[Stored data entries]
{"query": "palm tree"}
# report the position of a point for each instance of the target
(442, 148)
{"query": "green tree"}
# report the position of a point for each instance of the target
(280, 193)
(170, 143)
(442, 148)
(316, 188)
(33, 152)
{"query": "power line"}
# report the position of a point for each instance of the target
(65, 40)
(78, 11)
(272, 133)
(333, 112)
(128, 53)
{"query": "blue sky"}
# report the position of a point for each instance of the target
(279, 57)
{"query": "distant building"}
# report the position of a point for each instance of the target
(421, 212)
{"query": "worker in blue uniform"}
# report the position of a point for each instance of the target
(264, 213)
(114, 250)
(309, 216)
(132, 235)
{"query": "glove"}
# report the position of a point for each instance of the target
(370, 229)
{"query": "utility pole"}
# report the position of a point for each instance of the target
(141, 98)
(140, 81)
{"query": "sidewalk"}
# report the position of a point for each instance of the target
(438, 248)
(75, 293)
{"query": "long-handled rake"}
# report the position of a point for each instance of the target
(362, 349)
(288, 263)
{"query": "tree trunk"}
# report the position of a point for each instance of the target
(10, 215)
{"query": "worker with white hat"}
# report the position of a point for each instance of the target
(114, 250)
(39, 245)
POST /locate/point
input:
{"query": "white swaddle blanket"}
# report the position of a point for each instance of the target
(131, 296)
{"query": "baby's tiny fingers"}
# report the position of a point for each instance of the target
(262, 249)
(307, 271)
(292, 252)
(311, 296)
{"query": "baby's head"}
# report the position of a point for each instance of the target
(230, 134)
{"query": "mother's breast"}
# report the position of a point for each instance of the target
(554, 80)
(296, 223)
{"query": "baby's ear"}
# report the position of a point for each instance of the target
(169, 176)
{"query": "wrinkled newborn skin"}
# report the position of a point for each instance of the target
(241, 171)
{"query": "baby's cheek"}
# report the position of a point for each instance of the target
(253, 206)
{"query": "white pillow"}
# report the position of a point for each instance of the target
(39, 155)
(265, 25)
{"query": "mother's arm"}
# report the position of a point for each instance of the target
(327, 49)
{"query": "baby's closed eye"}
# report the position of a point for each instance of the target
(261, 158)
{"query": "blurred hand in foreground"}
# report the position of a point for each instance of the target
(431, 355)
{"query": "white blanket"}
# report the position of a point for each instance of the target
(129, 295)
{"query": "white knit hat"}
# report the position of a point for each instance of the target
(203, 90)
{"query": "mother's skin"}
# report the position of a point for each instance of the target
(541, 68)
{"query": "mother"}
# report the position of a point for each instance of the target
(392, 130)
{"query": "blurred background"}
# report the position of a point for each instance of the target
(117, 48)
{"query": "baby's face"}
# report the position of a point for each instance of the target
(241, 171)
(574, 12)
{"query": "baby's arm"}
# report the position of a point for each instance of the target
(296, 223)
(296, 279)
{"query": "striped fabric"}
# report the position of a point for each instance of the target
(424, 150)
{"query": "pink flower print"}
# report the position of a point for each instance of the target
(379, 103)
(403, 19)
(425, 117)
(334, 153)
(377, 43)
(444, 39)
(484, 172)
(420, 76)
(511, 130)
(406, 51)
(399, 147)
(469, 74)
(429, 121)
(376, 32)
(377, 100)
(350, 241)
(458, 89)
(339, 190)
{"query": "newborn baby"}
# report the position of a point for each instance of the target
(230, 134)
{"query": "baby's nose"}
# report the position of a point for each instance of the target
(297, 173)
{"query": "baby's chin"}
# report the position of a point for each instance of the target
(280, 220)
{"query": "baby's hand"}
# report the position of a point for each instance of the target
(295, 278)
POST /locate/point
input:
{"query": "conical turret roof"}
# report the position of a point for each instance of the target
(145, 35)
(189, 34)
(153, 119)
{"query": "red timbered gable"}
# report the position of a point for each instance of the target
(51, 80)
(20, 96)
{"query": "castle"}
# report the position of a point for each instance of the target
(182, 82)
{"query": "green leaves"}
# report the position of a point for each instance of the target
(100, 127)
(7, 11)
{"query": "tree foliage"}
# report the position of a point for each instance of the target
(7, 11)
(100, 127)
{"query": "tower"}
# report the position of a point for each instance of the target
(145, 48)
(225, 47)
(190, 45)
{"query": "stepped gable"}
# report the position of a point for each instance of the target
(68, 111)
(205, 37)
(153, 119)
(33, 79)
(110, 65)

▸ **PROBLEM DESCRIPTION**: The expected response is the full data, reproduced exactly.

▸ **FINISHED EXERCISE**:
{"query": "palm tree"}
# report the position of a point for each instance of the target
(442, 148)
{"query": "green tree"}
# report the position of a point for each instance of the target
(280, 193)
(170, 143)
(442, 148)
(316, 188)
(33, 152)
{"query": "power line"}
# report the position of a point for each instance of the target
(65, 40)
(78, 11)
(272, 133)
(333, 112)
(128, 53)
{"query": "blue sky"}
# report the position of a point for each instance of the target
(279, 57)
{"query": "distant building"}
# report the position of a point for each instance of the target
(421, 212)
{"query": "worker in blue uniform"}
# report the position of a point for each instance of the target
(264, 213)
(114, 250)
(309, 216)
(132, 235)
{"query": "glove"}
# report the position of a point for each instance of the target
(370, 229)
{"query": "utility pole"}
# report the position of a point for each instance of the target
(141, 98)
(140, 81)
{"query": "sidewalk"}
# report the position of a point for each instance of the target
(438, 248)
(75, 293)
{"query": "long-handled rake"}
# report the position of a point for each instance of the target
(362, 349)
(288, 263)
{"query": "tree trunk"}
# report the position of a point for each instance of the target
(10, 215)
{"query": "worker with white hat"}
# report the position of a point for each instance of the target
(114, 250)
(39, 245)
POST /locate/point
input:
{"query": "white swaddle blanket"}
# report the position of a point for each instance of the target
(131, 296)
{"query": "baby's tiny fingers"}
# report the position of a point for each instance of the target
(262, 249)
(307, 271)
(292, 252)
(311, 296)
{"query": "baby's head"}
# report the position of a point for each instance of the target
(230, 134)
{"query": "mother's breast"}
# report the position of a point for each instance of the target
(554, 80)
(296, 223)
{"query": "baby's ear"}
# report the position of a point for each instance of the target
(169, 176)
{"query": "wrinkled newborn skin"}
# report the position of a point for each instance of the target
(241, 171)
{"query": "baby's cheek"}
# report the position of a point for each instance of the target
(253, 206)
{"query": "white pillow"}
# report the position of a point for each instance of the target
(39, 155)
(265, 25)
{"query": "mother's arm"}
# report the position of a point for each instance of the target
(327, 49)
{"query": "baby's closed eye"}
# report the position of a point for each instance of the target
(261, 158)
{"query": "blurred hand in foreground"}
# report the position of a point for each instance of the target
(431, 355)
{"query": "white blanket"}
# report the position of a point for each instance of the target
(129, 295)
{"query": "white knit hat"}
# report the position of a point for each instance of the target
(203, 90)
{"query": "mother's skin"}
# report the position of a point for each instance of the target
(541, 68)
{"query": "mother"}
# report the position of a point for each instance of the target
(392, 130)
{"query": "blurred background"}
# report the position of a point for each instance of the target
(117, 48)
{"query": "baby's face"}
# report the position of a point for each instance of the target
(241, 171)
(574, 12)
{"query": "baby's arm"}
# report the position of a point for each instance of the target
(296, 223)
(296, 279)
{"query": "striped fabric"}
# report the position of a point for each instance of the target
(424, 150)
{"query": "pink flower print"}
# report the position of a point for each instance of the target
(379, 103)
(403, 19)
(425, 117)
(334, 153)
(377, 43)
(444, 39)
(484, 172)
(420, 76)
(511, 130)
(406, 51)
(399, 147)
(469, 74)
(429, 121)
(376, 32)
(377, 100)
(350, 241)
(458, 89)
(339, 190)
{"query": "newborn baby"}
# report the position of a point for each instance of the target
(230, 134)
{"query": "baby's nose"}
# report the position of a point for each instance of the target
(297, 173)
{"query": "baby's chin"}
# report the position of a point for each instance of the target
(280, 220)
{"query": "baby's hand"}
# report the position of a point for each instance of the target
(295, 278)
POST /locate/point
input:
{"query": "conical turret roof"}
# report the position of a point for each instance of the target
(145, 35)
(189, 34)
(153, 119)
{"query": "red timbered gable"}
# report the position of a point for each instance of the target
(51, 80)
(20, 96)
{"query": "castle"}
# report the position of a point for each instance of the target
(182, 82)
{"query": "green leaves"}
# report the position of a point for each instance of the target
(100, 127)
(7, 11)
{"query": "tree foliage"}
# report the position of a point for each instance of the target
(7, 11)
(100, 127)
{"query": "tower"}
# report the position of a point for each instance of the target
(145, 48)
(225, 47)
(190, 45)
{"query": "stepped gable"}
# report the position of a point for each instance of the target
(68, 111)
(205, 37)
(153, 119)
(33, 79)
(110, 65)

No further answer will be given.